▶ [GIVEN EXERCISE]
Turn every line of the entries below into a numbered list, omitting any blank lines.

--------------------

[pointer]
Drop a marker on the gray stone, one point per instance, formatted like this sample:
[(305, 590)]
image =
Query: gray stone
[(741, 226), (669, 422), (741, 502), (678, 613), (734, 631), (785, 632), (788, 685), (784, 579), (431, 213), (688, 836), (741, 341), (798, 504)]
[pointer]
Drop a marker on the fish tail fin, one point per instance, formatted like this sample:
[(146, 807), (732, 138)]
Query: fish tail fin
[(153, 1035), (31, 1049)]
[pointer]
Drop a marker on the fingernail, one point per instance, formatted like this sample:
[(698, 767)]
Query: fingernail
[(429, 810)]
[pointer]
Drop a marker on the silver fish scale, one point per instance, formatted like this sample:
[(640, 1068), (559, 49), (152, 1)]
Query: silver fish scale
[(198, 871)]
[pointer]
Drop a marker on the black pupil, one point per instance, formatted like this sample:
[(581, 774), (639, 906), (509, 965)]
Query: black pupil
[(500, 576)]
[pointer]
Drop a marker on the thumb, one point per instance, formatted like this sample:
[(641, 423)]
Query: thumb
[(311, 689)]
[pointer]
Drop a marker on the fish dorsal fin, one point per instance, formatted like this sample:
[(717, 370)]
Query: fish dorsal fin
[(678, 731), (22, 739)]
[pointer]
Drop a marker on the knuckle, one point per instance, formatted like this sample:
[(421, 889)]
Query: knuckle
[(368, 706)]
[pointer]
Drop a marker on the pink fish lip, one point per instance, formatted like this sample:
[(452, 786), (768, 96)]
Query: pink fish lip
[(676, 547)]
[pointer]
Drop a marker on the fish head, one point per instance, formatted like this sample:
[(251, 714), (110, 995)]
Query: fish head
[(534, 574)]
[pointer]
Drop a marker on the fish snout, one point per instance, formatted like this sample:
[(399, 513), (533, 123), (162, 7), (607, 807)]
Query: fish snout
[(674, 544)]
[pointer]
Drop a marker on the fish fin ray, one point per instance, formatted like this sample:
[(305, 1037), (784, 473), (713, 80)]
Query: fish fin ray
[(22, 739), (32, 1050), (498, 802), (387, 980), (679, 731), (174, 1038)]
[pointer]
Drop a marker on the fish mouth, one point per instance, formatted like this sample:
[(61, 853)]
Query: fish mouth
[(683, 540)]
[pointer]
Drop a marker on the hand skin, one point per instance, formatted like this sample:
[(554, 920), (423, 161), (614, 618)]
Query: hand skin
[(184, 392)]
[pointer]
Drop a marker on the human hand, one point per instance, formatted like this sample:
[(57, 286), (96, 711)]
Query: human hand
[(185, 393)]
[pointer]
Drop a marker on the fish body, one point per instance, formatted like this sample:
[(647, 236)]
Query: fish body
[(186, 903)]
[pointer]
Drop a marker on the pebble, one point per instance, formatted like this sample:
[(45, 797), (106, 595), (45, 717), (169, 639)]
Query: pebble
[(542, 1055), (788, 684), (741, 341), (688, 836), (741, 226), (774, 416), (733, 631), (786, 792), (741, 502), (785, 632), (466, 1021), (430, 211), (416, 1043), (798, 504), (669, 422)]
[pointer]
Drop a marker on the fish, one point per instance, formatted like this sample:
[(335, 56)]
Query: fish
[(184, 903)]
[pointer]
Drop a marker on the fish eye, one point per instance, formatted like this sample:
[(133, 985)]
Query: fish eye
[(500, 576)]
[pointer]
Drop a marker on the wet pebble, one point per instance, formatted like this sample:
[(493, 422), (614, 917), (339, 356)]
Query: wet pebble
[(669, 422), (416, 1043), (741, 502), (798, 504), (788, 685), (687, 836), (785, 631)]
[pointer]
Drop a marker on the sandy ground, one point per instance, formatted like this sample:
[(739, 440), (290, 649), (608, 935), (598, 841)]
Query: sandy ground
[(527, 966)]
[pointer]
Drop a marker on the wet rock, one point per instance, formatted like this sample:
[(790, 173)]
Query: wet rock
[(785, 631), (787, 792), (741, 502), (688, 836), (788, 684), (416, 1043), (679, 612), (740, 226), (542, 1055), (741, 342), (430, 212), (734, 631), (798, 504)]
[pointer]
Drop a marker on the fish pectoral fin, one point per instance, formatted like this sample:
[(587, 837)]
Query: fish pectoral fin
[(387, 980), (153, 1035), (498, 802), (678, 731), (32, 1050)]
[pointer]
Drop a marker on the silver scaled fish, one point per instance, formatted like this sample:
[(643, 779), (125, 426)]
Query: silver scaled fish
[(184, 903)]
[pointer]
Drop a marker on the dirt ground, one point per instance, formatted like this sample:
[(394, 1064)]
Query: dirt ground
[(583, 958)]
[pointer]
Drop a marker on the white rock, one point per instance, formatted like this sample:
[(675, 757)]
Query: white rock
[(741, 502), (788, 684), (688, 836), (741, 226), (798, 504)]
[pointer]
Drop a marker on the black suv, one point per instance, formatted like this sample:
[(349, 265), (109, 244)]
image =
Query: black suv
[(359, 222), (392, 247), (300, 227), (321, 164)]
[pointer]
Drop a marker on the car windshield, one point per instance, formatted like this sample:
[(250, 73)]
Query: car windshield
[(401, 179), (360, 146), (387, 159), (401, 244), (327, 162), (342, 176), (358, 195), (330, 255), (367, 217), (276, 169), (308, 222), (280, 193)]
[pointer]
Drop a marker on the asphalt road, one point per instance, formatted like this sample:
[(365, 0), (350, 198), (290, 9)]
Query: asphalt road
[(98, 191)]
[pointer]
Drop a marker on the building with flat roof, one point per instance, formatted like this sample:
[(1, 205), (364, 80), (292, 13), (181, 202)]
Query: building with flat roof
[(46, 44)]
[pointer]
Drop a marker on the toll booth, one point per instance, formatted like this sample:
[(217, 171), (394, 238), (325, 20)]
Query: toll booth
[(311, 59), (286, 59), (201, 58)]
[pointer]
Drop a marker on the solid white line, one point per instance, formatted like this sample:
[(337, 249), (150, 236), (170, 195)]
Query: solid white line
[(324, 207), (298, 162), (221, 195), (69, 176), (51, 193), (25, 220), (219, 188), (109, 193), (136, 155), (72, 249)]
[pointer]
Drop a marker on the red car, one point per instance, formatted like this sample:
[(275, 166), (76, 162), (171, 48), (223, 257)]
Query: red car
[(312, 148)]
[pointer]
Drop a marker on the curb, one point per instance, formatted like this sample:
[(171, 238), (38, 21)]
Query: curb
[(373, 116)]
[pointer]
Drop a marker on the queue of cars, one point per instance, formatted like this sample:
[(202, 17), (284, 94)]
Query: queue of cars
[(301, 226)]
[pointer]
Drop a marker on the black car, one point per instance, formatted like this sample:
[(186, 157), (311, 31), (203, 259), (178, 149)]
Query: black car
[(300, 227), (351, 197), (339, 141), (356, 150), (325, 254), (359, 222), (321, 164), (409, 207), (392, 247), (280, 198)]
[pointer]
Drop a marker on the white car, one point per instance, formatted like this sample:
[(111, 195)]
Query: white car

--------------------

▶ [FINAL ANSWER]
1. [pointer]
2. Drop a marker on the gray stone, one point per instance, formatted like this sample:
3. [(305, 590)]
4. image =
5. Query: gray stone
6. [(741, 226), (669, 422), (741, 502), (678, 613), (734, 631), (785, 632), (788, 685), (784, 579), (431, 213), (688, 836), (741, 341), (798, 504)]
7. [pointer]
8. Drop a marker on the fish tail fin, one point per instance, formatted like this sample:
9. [(146, 807), (732, 138)]
10. Query: fish tail fin
11. [(153, 1035), (31, 1049)]
12. [pointer]
13. Drop a marker on the fingernail, one point per instance, formatted like this sample:
14. [(698, 767)]
15. Query: fingernail
16. [(429, 810)]
17. [pointer]
18. Drop a marker on the silver fish scale, one point per instance, formatted like this sample:
19. [(640, 1068), (559, 49), (152, 1)]
20. Query: silver fish scale
21. [(198, 871)]
22. [pointer]
23. Drop a marker on the black pupil, one point per instance, formatted like this sample:
24. [(581, 774), (639, 906), (509, 965)]
25. Query: black pupil
26. [(500, 576)]
27. [pointer]
28. Drop a marker on the thumb, one point per instance, formatted like this sample:
29. [(641, 423)]
30. Query: thumb
31. [(311, 689)]
32. [pointer]
33. Drop a marker on the fish dorsal fin, one point per instance, formatted like this sample:
34. [(717, 370)]
35. Query: fish dorsal fin
36. [(678, 731), (22, 739)]
37. [pointer]
38. Drop a marker on the knuckle, one point per instance, formatted like this sample:
39. [(421, 889)]
40. Query: knuckle
41. [(368, 706)]
42. [pointer]
43. Drop a marker on the pink fish lip, one point per instance, formatted like this sample:
44. [(452, 786), (768, 96)]
45. Query: pink fish lip
46. [(676, 547)]
47. [pointer]
48. Drop a marker on the fish head, one point per instance, formatted like this sample:
49. [(251, 714), (110, 995)]
50. Query: fish head
51. [(534, 574)]
52. [pointer]
53. Drop a marker on the fish snout, one point per instance, formatted like this sample:
54. [(399, 513), (533, 123), (162, 7), (607, 807)]
55. Query: fish snout
56. [(674, 544)]
57. [pointer]
58. Drop a marker on the fish fin ray, one point per instance, formatted like this sample:
59. [(305, 1037), (784, 473), (713, 80)]
60. Query: fish fin ray
61. [(22, 739), (32, 1050), (498, 802), (387, 980), (679, 731), (174, 1038)]
62. [pointer]
63. Drop a marker on the fish mouth, one point per instance, formatted like this sample:
64. [(61, 853)]
65. Query: fish mouth
66. [(683, 540)]
67. [pointer]
68. Drop a marker on the hand skin, one point per instance, formatted like this sample:
69. [(554, 920), (423, 161), (614, 618)]
70. Query: hand skin
71. [(184, 392)]
72. [pointer]
73. Drop a marker on the human hand, one point per instance, formatted like this sample:
74. [(57, 286), (96, 711)]
75. Query: human hand
76. [(185, 393)]
77. [pointer]
78. Drop a marker on the fish body, one point per instance, formatted like this sample:
79. [(647, 236)]
80. Query: fish body
81. [(186, 903)]
82. [pointer]
83. Drop a marker on the pebble, one point per instance, formatted like this sample:
84. [(45, 797), (106, 595), (45, 717), (169, 639)]
85. Query: pebble
86. [(542, 1055), (788, 684), (741, 341), (688, 836), (741, 226), (774, 416), (733, 631), (786, 792), (741, 502), (785, 632), (466, 1021), (430, 211), (416, 1043), (798, 504), (669, 422)]
87. [pointer]
88. Drop a marker on the fish, one point per instance, formatted like this sample:
89. [(335, 56)]
90. Query: fish
91. [(184, 903)]
92. [pointer]
93. Drop a marker on the fish eye, one point per instance, formatted like this sample:
94. [(133, 985)]
95. Query: fish eye
96. [(500, 576)]
97. [pointer]
98. Drop a marker on the wet pebble, one point per instance, formatted like this sample:
99. [(493, 422), (614, 917), (339, 356)]
100. Query: wet pebble
101. [(669, 422), (416, 1043), (741, 502), (798, 504), (788, 685), (687, 836), (785, 631)]
102. [pointer]
103. Drop a marker on the sandy ground, one point per instance, formatted like this sample:
104. [(739, 440), (290, 649), (608, 935), (598, 841)]
105. Query: sandy ground
106. [(527, 966)]
107. [pointer]
108. Drop a marker on the wet rock, one point per instance, formatted like this sample:
109. [(790, 173)]
110. Query: wet rock
111. [(785, 631), (787, 792), (741, 502), (688, 836), (788, 684), (416, 1043), (679, 612), (740, 226), (542, 1055), (741, 342), (430, 212), (734, 631), (798, 504)]
112. [pointer]
113. Drop a marker on the fish pectoral fin, one point per instance, formatted like this sample:
114. [(587, 837)]
115. Query: fish pectoral fin
116. [(387, 980), (153, 1035), (498, 802), (678, 731), (32, 1050)]
117. [pointer]
118. Drop a marker on the silver scaled fish, one point per instance, formatted like this sample:
119. [(643, 779), (125, 426)]
120. Query: silver scaled fish
121. [(184, 903)]
122. [pointer]
123. Drop a marker on the dirt ground, one point per instance, formatted like this sample:
124. [(394, 1064)]
125. Query: dirt ground
126. [(583, 958)]
127. [pointer]
128. Drop a marker on the white rock, one point per instance, formatted like this sample:
129. [(675, 757)]
130. Query: white rock
131. [(741, 502), (788, 684), (688, 836), (741, 226), (798, 504)]
132. [pointer]
133. Drop a marker on the black suv, one point per instance, formatted like this sample:
134. [(349, 265), (109, 244)]
135. image =
136. Query: black suv
137. [(359, 222), (392, 247), (300, 227), (321, 164)]
138. [pointer]
139. Drop a marker on the car windshield, one point per instance, formatted like this sample:
140. [(250, 73)]
141. Query: car windshield
142. [(401, 179), (360, 146), (387, 159), (401, 244), (327, 162), (342, 176), (358, 195), (330, 255), (367, 217), (276, 169), (308, 222), (280, 193)]
143. [pointer]
144. Drop a marker on the asphalt road, one point per instance, formatted like this sample:
145. [(365, 0), (350, 198), (290, 9)]
146. Query: asphalt road
147. [(98, 191)]
148. [pointer]
149. Drop a marker on the building with flat roof, one point per instance, formatted like this sample:
150. [(1, 205), (364, 80), (292, 13), (181, 202)]
151. Query: building with flat roof
152. [(46, 44)]
153. [pointer]
154. Drop a marker on the toll booth, one point per instance, formatted like this sample:
155. [(217, 171), (394, 238), (325, 20)]
156. Query: toll booth
157. [(311, 59), (286, 59), (201, 58)]
158. [pointer]
159. Drop a marker on the solid white line, one point per instance, formatted like this sample:
160. [(337, 249), (150, 236), (170, 195)]
161. Query: solid white line
162. [(324, 207), (298, 162), (221, 195), (69, 176), (51, 193), (25, 220), (219, 188), (109, 193), (136, 155), (72, 249)]
163. [pointer]
164. Drop a marker on the red car, one point per instance, formatted like this sample:
165. [(275, 166), (76, 162), (171, 48), (223, 257)]
166. Query: red car
167. [(312, 148)]
168. [pointer]
169. Drop a marker on the curb, one point per instance, formatted like this sample:
170. [(171, 238), (38, 21)]
171. Query: curb
172. [(373, 116)]
173. [pointer]
174. Drop a marker on the queue of cars, one point per instance, formatted like this sample:
175. [(202, 17), (284, 94)]
176. Query: queue of cars
177. [(301, 226)]
178. [pointer]
179. Drop a marker on the black car, one point per instance, formatted like this sample:
180. [(186, 157), (311, 31), (203, 259), (178, 149)]
181. Query: black car
182. [(300, 227), (351, 197), (339, 141), (356, 150), (325, 254), (359, 222), (321, 164), (409, 207), (392, 247), (280, 198)]
183. [pointer]
184. Drop a marker on the white car, one point per instance, formatted like this sample:
185. [(111, 195)]
186. Query: white car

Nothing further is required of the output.